NOTA DO CRÍTICO
Pouco mais de um ano depois do anúncio de Rewind, Replay, Rebound, o Volbeat volta aos holofotes da indústria fonográfica para dar seguimento à sua discografia. Servant Of The Mind assume o posto de oitavo disco de estúdio do grupo e dá sequência, cinco anos depois, ao sucesso midiático que foi Seal The Deal & Let’s Boogie.
Como uma explosão sutil e sincopada, a bateria puxa a introdução oferecendo um movimento levemente acelerado. Sob uma levada alternativa, ela é logo acompanhada por um baixo de riff estridente que lança um tempero mais apimentado à receita em cocção. Com a entrada da guitarra, o que se tem é uma aspereza azeda que oferece uma amplitude de sabores no paladar. Essa conjuntura de elementos sonoros faz com que a melodia seja intrigante, envolvente, cativante ao mesmo tempo em que gera uma expectativa envolta em um suspense estranhamente excitante. É então que Michael Poulsen completa os ingredientes sonoros com seu vocal metálico de timbre inconfundível. O curioso em Temple Of Ekur é como a estrutura rítmico-melódica consegue construir uma ambiência cenográfica árabe capaz de transportar o ouvinte imageticamente para esse local. De melodia macia e contagiante, o refrão tem a pressão típica do Volbeat e concretiza um lirismo que aborda o templo de Ekur, versão suméria do Monte Olimpo. É um enredo que fala de fé e na confiança de uma força transcendental que guia e protege os cidadãos.
O relógio tiquetateia. Ao badalar, vem um suspense gélido que logo é soprado com a entrada de uníssona de uma melodia alegre e contagiante. Nos moldes mesclados de um hard rock e rockabilly, a harmonia de imediato é preenchida pela voz de timbre tão singular de Poulsen, quem traz um lirismo que transpira jovialidade, paixão e desejo. Com direito a um instrumental de piano e saxofone, Wait A Minute My Girl recebe o alvorecer de um dia de verão que imerge em uma temática mista de blues e boogie-woogie.

== DADOS FORNECIDOS ==
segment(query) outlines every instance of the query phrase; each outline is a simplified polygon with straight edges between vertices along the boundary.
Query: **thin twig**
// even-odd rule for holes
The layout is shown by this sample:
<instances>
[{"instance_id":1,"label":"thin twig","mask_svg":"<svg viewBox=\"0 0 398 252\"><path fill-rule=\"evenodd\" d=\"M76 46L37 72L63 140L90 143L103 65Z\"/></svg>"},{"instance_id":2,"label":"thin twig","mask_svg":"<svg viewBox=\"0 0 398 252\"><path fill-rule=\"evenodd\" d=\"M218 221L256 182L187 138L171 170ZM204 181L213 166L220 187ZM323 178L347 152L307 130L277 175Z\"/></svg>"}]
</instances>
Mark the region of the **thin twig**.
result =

== OBJETIVO PROPOSTO ==
Retome a resenha do álbum Servant Of The Mind, do Volbeat, e dê continuidade ao texto logo após a última frase apresentada.

== RESULTADO DO EXERCÍCIO ==
Existe um azedume sombrio que paira pelo ambiente oferecendo calafrios repentinos a partir do riff da guitarra de Rob Caggiano. Os golpes na cúpula do prato de condução amplificam essa sensação desconfortavelmente imprevisível e insegura. Quando o tilintar gótico do sino é soado, a guitarra assume uma roupagem sutilmente suja, mas ao mesmo tempo áspera. Eis que ao golpear duplamente o bumbo, a bateria introduz um instrumental de caráter épico-sombrio de uma agressividade latente. Curiosamente, enquanto Temple Of Ekur se mostra como a descrição de um porto seguro onde pode se encontrar apoio na fé, The Sacred Stone traz um enredo obscuro de ausência da fé que descreve o demônio como sendo o responsável por recolher as almas. A faixa é, portanto, um ponto de vista negativo e sombrio da morte.
Raiva, brutalidade, aspereza. Esse trio de características traz consigo uma ambiência obscura que muito foge daquela alegria ensolarada exortada em Wait A Minute My Girl. Nos moldes do thrash metal, as guitarras soam distorcidas em tons graves, a bateria de Jon Larsen vem precisa com grooves propositalmente sujos e o baixo de Kaspar Boye Larsen surge encorpado, mas com uma pressão densa e ríspida. Por essas razões, o ouvinte consegue notar uma influência gritante do Metallica na melodia desenhada em Shotgun Blues. O que acompanha essa densidade sonora é um lirismo que dialoga com seres de outra dimensão, espíritos que se veem perdidos e vagam pela Terra sem destino. Oferecendo chances de salvação, tranquilidade e até mesmo apoio para seguir o caminho da continuidade a partir da fé, Shotgun Blues tem uma atmosfera assombrada que beira o thrash, mas que em verdade relata o que muitos chamam de eventos envolvendo almas penadas.
Assim como em Temple Of Ekur a guitarra solo surge com um riff azedo. Com o sobressalto da guitarra base trazendo uma sonoridade repentina de um misto de doçura e azedume, ambas as guitarras se unem em um uníssono de sabor homogeneamente amargo. De uma agressividade controlada, a melodia em construção é moldada sob uma roupagem que beira o thrash metal e suas variantes, mesmo que sua cadência seja alternativa. De interpretação lírica medonha, Poulsen traz consigo um enredo que cheira a manipulação cuja intenção é instaurar um levante. Apesar de seus primeiros versos trazerem palavras de incentivo e subestimação, The Devil Rages On trata exatamente da arte do ludibriar os indecisos, os inseguros e os desamparados. A arte política de atrair eleitores a partir de discursos belos e vazios de ações. Uma crítica ao abuso para com a ingenuidade.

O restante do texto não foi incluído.